▸ **Source**:

That's been the story of my own spiritual life. I get on spiritual kicks where I think, "Yeah, man, now THIS is it! This is what I've been search for!" It satisfies and I feel at home...for a while. But eventually the "kick" no longer works and I move on down the highway. What was once fresh - shiny, new, full of promise, beckoning me to settle down - gets old, loses its luster, and I find myself with that urge and itch to move on. It's happened too many times for it to be the places. After all, other people live in these places all their lives, are happy there, and can't seem themselves as being anywhere else. They are "at home." So it can't be the places, it's gotta be me. I'm a drifter. And it bugs me.

 

I wish I understood better why I am this way. I wish I knew what it really is that I am searching for. Or maybe I'm not searching, but just running away from something. Whatever the motive, I never seem to stay in one place too long. I read about and talk to others who have lived in one place spiritually all their lives, and I'm jealous. Or others who have been on their own journey discover that home has always been inside them all along. I never really feel that way. There is always something telling me to move on. I just wish I knew what that was.

▸ **To-do list**:
**1.** In the records, starting at the line that contains "Provide the mask of every instance of the cactus" and ending with the last of the records, change "areole" to "spine" and leave everything else untouched. Give back only those lines.
**2.** Carry the reflection on spiritual restlessness forward from its final sentence.

(Rows from a dataset)
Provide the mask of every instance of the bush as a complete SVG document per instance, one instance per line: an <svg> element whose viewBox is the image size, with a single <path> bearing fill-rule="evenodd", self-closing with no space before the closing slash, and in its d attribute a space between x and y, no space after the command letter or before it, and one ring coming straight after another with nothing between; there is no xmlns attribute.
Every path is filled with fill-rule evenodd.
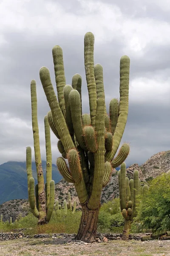
<svg viewBox="0 0 170 256"><path fill-rule="evenodd" d="M141 228L153 232L170 230L170 174L165 173L150 182L147 195L141 196L136 221Z"/></svg>
<svg viewBox="0 0 170 256"><path fill-rule="evenodd" d="M121 213L119 198L115 198L101 206L98 222L100 232L122 232L124 221Z"/></svg>

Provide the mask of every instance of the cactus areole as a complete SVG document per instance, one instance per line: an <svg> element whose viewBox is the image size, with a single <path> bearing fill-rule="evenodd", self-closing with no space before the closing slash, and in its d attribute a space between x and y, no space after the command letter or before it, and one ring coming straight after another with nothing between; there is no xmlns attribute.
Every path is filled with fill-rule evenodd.
<svg viewBox="0 0 170 256"><path fill-rule="evenodd" d="M102 189L109 182L113 169L123 163L129 152L129 145L125 143L115 157L128 116L130 58L126 55L121 58L120 101L111 100L108 115L102 67L99 64L94 65L94 35L87 33L84 60L90 114L82 114L81 76L76 74L71 85L66 84L62 51L60 46L56 45L52 49L58 100L48 69L43 67L40 71L51 108L48 122L59 140L57 145L62 156L57 159L57 164L64 179L74 184L82 207L76 239L86 242L95 241Z"/></svg>
<svg viewBox="0 0 170 256"><path fill-rule="evenodd" d="M43 225L50 220L54 204L54 180L52 180L52 155L50 140L50 128L47 115L44 117L46 154L46 182L44 184L40 146L39 128L37 115L36 83L34 80L31 83L31 99L32 125L34 145L38 183L35 185L32 176L31 166L31 149L27 147L26 170L29 205L34 215L38 218L38 224ZM34 194L35 194L35 197Z"/></svg>
<svg viewBox="0 0 170 256"><path fill-rule="evenodd" d="M140 193L140 180L137 170L134 170L133 178L130 180L126 177L126 164L123 163L118 172L119 188L120 209L125 218L122 239L128 240L131 224L133 218L137 215L136 207L139 203L138 196ZM147 188L144 189L146 191Z"/></svg>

▸ **The results**:
**1.**
Provide the mask of every instance of the cactus spine as a complete SVG document per instance, one instance per line: an <svg> element whose viewBox is the image size, with a single <path> bearing fill-rule="evenodd", self-closing with no space before the closing slash, and in its d attribute a space between x and y, no space after the command letter or before it, and one ring coming straight after another with nothing between; there is no xmlns attribute.
Every path is filled with fill-rule evenodd.
<svg viewBox="0 0 170 256"><path fill-rule="evenodd" d="M102 189L109 182L113 169L123 163L129 152L129 145L125 143L115 157L128 116L130 58L126 55L121 58L120 101L111 100L108 115L102 67L99 64L94 65L94 35L87 33L84 60L90 114L82 114L81 76L76 74L71 85L66 84L62 51L60 46L56 45L52 49L58 100L48 69L43 67L40 71L51 108L48 122L59 140L57 145L62 156L57 159L57 164L64 179L74 184L82 207L76 239L86 242L95 241Z"/></svg>
<svg viewBox="0 0 170 256"><path fill-rule="evenodd" d="M43 225L50 220L54 204L54 180L52 180L52 155L50 140L50 128L47 115L44 117L46 154L46 182L44 184L40 146L39 128L37 115L36 83L34 80L31 83L31 99L32 125L34 145L38 183L35 185L32 176L31 166L31 149L27 147L26 170L29 205L34 215L38 218L38 224ZM34 194L35 194L35 197Z"/></svg>
<svg viewBox="0 0 170 256"><path fill-rule="evenodd" d="M140 193L140 180L137 170L134 170L133 178L130 180L126 177L126 164L123 163L118 172L119 188L120 209L125 218L122 239L128 240L131 224L133 218L137 215L136 207L139 203L138 196ZM147 188L144 189L146 191Z"/></svg>

**2.**
 

I don't mind the stops along the way. The kicks are often fun and I learn a lot. And I've met some interesting characters. But I know that none of it is permanent for me. I don't let myself get too attached to anything because I know I won't stay there. But I sure like the place while I'm there. :D

 

What I really need is a pair of ruby slippers. If anyone has a pair they can loan me, I'd appreciate it. I'll try to get them back to you. Otherwise, I'm stuck with these travelin' shoes.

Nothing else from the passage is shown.